═════ Selected excerpt ═════

The technology developed by Wastewise is suitable for hard-to-recycle plastics, and the pyrolysis oil generated by the process can replace crude oil in plastic and other chemical production, and thus decrease the use of virgin materials. As an example of this, previously non-recyclable cross-linked polyethylene pipes (PEX) were produced for the first time using chemically recycled PEX waste as raw material, thanks to the pyrolysis technology of Wastewise. Wastewise’s partners in the project include Neste as a pyrolysis oil refiner, Borealis as a recycled plastic manufacturer, and Uponor as a PEX pipe manufacturer.

”The challenges involving plastic waste have received a great deal of publicity in recent years, and Finland too needs to increase its plastic recycling rate even further. The solution to the plastic challenge lies in various actions, and in addition to emissions reductions, circular economy impact is emphasised in the impact criteria guiding the Climate Fund’s funding. Wastewise is a Finnish pioneer in chemical recycling, and we are thrilled to be able to accelerate their investment programme for expanding their business”, says Toni Mikkonen, Climate Fund’s Director, Investments.


Wastewise’s solution:

Wastewise Group was born in 2022 from the merger of Suomen Kiertoketju Oy and Wastewise Oy and has developed a proprietary technology for the chemical recycling of plastics and rubber. The company has an operational chemical plastic-recycling plant in Nokia, which is being expanded at the same time as building new recycling facilities in Finland.

Wastewise’s pyrolysis oil has been granted the international ISCC Plus sustainability certificate and is refined by the company’s partner Neste, mainly into raw materials for new plastic polymers.

The emissions reduction amounts to roughly 1.9 t CO2-eq per tonne of plastic fed into the recycling process. The annual emissions reduction generated by a single pyrolysis plant is estimated at 20 t CO2-eq and the estimated ten-year cumulative emissions reduction potential of the expansion at 0.4 Mt CO2-eq. In addition to the greenhouse gases generated by the plastic industry, too much plastic waste still ends up in nature and water systems globally, causing major environmental problems in addition to its climate impact.

═════ Information provided ═════

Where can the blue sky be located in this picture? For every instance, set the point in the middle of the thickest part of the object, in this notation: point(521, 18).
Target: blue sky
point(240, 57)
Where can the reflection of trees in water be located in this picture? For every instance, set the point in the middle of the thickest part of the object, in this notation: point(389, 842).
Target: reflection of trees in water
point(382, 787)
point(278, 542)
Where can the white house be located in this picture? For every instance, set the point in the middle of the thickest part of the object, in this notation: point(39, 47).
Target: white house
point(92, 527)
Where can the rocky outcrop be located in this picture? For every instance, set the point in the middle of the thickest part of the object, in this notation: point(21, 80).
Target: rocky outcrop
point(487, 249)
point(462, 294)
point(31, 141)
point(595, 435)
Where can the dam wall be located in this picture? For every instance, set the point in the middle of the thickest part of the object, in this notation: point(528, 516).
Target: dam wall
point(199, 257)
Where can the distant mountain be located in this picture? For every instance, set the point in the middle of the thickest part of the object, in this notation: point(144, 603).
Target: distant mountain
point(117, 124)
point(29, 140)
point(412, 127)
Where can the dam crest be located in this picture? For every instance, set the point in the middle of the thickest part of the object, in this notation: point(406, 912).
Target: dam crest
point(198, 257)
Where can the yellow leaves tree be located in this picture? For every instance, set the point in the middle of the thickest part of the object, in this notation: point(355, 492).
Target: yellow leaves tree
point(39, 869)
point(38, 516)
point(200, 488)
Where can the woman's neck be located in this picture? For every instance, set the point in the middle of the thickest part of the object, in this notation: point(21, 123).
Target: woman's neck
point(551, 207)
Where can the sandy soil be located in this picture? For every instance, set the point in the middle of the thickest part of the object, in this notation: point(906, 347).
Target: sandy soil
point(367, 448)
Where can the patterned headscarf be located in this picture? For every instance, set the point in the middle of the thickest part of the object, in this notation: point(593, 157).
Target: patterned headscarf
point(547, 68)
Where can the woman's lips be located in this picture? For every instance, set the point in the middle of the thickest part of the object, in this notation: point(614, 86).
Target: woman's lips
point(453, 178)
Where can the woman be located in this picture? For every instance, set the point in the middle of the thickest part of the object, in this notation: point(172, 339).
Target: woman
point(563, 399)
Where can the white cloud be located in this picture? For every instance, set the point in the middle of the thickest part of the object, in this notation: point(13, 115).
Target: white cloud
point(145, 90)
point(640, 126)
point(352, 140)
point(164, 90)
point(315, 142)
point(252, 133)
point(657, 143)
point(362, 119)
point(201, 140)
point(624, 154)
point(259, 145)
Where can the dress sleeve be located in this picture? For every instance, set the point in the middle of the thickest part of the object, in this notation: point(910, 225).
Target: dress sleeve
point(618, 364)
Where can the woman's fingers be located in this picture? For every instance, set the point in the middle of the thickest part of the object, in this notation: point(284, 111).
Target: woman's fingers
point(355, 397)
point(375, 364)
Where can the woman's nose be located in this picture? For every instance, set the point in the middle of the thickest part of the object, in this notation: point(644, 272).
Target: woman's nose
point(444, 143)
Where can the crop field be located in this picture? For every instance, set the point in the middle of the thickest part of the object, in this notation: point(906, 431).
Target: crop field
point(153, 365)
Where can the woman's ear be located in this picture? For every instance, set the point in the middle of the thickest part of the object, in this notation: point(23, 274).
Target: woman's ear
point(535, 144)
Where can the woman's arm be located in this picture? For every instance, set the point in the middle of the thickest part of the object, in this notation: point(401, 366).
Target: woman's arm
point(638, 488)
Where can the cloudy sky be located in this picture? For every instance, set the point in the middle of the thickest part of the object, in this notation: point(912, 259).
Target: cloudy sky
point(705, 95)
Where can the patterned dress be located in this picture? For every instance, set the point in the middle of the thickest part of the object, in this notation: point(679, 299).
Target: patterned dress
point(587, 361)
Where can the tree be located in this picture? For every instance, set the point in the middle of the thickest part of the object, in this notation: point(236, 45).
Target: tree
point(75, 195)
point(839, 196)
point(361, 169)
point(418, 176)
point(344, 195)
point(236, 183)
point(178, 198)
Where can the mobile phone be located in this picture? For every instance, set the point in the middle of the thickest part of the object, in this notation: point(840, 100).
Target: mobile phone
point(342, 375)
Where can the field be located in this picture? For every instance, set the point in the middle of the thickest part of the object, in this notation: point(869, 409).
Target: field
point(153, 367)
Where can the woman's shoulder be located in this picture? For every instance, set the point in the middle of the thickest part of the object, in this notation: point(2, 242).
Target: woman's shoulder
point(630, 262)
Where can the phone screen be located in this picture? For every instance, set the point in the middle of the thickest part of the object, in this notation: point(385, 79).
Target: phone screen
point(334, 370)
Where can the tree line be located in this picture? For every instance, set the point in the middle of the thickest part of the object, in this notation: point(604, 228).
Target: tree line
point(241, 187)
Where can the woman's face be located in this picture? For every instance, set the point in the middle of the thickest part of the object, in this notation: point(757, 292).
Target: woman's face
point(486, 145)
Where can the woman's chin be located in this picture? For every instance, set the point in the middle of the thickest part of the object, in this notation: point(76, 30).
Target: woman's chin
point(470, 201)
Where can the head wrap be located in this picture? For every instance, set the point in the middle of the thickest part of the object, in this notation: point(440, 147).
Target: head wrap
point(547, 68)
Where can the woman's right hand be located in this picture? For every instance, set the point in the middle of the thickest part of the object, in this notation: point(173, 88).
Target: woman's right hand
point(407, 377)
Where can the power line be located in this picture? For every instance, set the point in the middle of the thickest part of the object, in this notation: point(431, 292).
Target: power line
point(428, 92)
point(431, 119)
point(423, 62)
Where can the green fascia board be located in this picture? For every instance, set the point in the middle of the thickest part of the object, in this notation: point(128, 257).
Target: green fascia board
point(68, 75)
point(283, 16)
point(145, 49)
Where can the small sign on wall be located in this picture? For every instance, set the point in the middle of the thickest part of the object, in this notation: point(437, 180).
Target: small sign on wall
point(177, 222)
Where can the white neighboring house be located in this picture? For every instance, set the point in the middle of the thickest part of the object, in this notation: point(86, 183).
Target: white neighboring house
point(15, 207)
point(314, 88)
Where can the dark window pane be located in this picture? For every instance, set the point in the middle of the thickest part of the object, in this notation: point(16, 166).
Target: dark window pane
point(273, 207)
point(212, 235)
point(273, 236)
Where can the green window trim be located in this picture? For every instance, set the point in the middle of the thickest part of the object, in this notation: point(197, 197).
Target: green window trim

═════

- **Requests**:
**A.** Print the Wastewise passage word for word from "Wastewise’s pyrolysis oil" to "new plastic polymers.".
**B.** Turn the part of the listing from the line with "Where can the woman's shoulder" to the line with "point(630, 262)", both included, into a JSON list of strings with one string per line, leaving out blank lines.
The Wastewise passage and the listing come from unrelated sources.

- **The answers**:
**A.**
Wastewise’s pyrolysis oil has been granted the international ISCC Plus sustainability certificate and is refined by the company’s partner Neste, mainly into raw materials for new plastic polymers.

**B.**
[
  "Where can the woman's shoulder be located in this picture? For every instance, set the point in the middle of the thickest part of the object, in this notation: point(2, 242).",
  "Target: woman's shoulder",
  "point(630, 262)"
]